Note: the Syntax 500 Index (like the S&P 500) has a weight of nearly 32% to the Information Technology sector, which is dominated by large tech stocks like Microsoft, NVIDIA, Apple and Alphabet. The Potential Index Solution, therefore, has larger allocations to the Consumer Discretionary, Consumer Staples, Healthcare, Energy, and Real Estate sectors relative to the benchmark index. These overweights help provide more balance to our hypothetical portfolio. For example, Energy has a weight of 10.1% in the custom index model, compared to just 3.6% of the benchmark. This allocation can be viewed favorably from a diversification perspective given the economic importance of the Energy sector. There is also the ability to exclude stocks involved in certain segments of the Energy sector, like coal or fossil fuels, if desired.

When an index is created in Syntax Direct, a backtest is automatically generated. Below you can see the backtested performance of the Potential Index Solution relative to the Syntax 500. This backtest is based on the methodology described above, implementing those rules at each historical rebalance date from December 15, 2017 to the present. Please see important disclaimers for information regarding backtested index data.

The following page shows the growth of a hypothetical $1,000 investment tracking this index model, gross of fees and implementation costs, as an investor cannot directly invest in an index model. The custom index model shows strong performance, with the initial hypothetical investment of $1,000 increasing to roughly $1,923.

The Potential Index Solution trailed the Syntax 500 benchmark, which is unsurprising as the index model has reduced exposure to the Magnificent Seven stocks that have driven the large cap market’s performance. Over the same period, $1,000 hypothetically invested to track the Syntax 500 Index would have grown to $2,433, gross of fees and implementation costs.

Total Return, 12/15/2017 to 9/30/2024. Performance does not reflect fees or implementation costs as an investor cannot directly invest in an index. Please see important disclaimers regarding backtested index model data.

As part of our backtest, we calculated both calendar- and trailing-year returns for the custom index model and the benchmark. The annual returns are shown below. The results for 2022 and 2023 are particularly noteworthy.

Total Return, 12/31/2017 to 9/30/2024. Performance does not reflect fees or implementation costs as an investor cannot directly invest in an index. Please see important disclaimers regarding backtested index model data.

In 2022, the custom index model returned -3.37%, substantially outperforming the -19.59% loss for the benchmark. The lack of tech stocks in the index model would have provided better downside protection in this market environment.

Conversely, as tech stocks rebounded in 2023, the custom index model would have underperformed, returning 8.34% vs. 27.11% for the benchmark. During this two-year period, the hypothetical index model would have provided better balance and downside protection when held with an S&P 500 index.

§ GIVEN DATA:
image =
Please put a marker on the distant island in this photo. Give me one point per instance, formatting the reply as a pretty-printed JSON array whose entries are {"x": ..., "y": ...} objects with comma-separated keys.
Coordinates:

§ EXERCISE TASK 1: In the index backtest text, what weight does the Energy sector have in the custom index model, and what is its weight in the benchmark?
§ EXERCISE TASK 2: Extract the passage of the index backtest text from "Total Return, 12/15/2017" up to and including "this market environment.".

§ WORKED ANSWER 1: Energy has a weight of 10.1% in the custom index model and 3.6% in the benchmark.

§ WORKED ANSWER 2:
Total Return, 12/15/2017 to 9/30/2024. Performance does not reflect fees or implementation costs as an investor cannot directly invest in an index. Please see important disclaimers regarding backtested index model data.

As part of our backtest, we calculated both calendar- and trailing-year returns for the custom index model and the benchmark. The annual returns are shown below. The results for 2022 and 2023 are particularly noteworthy.

Total Return, 12/31/2017 to 9/30/2024. Performance does not reflect fees or implementation costs as an investor cannot directly invest in an index. Please see important disclaimers regarding backtested index model data.

In 2022, the custom index model returned -3.37%, substantially outperforming the -19.59% loss for the benchmark. The lack of tech stocks in the index model would have provided better downside protection in this market environment.